Region pointing data:
------------------------------
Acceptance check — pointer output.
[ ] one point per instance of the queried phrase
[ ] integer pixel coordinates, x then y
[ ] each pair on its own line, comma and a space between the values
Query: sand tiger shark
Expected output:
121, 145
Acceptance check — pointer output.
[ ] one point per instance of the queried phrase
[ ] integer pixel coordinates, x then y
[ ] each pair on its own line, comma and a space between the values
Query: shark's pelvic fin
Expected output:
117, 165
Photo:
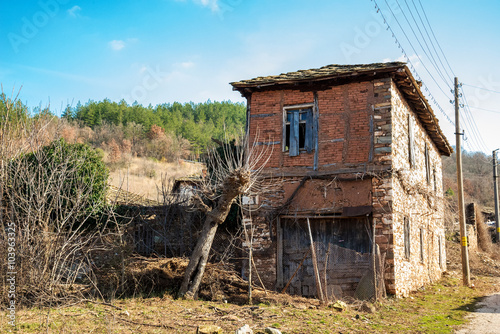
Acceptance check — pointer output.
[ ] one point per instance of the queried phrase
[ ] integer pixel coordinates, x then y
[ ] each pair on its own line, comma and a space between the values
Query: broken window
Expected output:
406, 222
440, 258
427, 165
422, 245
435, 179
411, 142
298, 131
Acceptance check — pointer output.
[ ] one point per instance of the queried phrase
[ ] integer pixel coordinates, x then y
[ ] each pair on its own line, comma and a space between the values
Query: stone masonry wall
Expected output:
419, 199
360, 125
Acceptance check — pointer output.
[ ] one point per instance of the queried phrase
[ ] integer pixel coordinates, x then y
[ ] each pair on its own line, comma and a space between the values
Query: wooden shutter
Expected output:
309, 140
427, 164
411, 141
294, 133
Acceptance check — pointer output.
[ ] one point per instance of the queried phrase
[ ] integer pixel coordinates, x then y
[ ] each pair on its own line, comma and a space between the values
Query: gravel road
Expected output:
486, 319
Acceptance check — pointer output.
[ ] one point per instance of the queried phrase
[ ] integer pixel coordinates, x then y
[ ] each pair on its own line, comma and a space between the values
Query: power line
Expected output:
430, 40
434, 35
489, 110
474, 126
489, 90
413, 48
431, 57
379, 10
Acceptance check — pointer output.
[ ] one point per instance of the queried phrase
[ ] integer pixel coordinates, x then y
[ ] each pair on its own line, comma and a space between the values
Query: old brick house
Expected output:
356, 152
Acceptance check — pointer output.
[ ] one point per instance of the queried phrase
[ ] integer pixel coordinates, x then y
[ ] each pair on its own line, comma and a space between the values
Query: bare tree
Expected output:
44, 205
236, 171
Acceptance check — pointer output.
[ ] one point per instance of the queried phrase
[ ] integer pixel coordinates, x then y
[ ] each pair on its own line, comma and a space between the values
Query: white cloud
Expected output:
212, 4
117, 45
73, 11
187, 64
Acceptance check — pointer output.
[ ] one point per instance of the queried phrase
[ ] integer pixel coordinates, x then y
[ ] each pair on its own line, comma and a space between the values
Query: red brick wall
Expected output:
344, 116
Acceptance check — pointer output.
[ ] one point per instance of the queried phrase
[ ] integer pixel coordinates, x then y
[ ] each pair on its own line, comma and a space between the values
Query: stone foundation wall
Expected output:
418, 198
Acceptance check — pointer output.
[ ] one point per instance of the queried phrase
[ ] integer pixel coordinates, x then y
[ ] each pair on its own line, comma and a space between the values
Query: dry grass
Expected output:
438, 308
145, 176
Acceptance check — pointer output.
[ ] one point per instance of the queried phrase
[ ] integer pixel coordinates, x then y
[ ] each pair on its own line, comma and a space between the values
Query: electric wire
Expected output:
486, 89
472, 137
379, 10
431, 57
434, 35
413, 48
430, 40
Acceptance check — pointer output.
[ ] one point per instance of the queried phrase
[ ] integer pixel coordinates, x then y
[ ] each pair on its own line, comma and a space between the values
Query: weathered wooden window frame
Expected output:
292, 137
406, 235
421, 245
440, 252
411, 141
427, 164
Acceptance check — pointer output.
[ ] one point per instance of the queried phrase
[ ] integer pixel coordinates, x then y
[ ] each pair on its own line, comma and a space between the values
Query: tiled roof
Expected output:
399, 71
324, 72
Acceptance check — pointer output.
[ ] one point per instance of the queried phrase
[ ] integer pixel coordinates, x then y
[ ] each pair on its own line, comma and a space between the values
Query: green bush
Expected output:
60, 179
------------------------------
◆ **Work task**
Check every line of the data, and copy the ones that contain "wooden".

◆ **Exercise result**
Query: wooden shutter
Query: weathered wooden window frame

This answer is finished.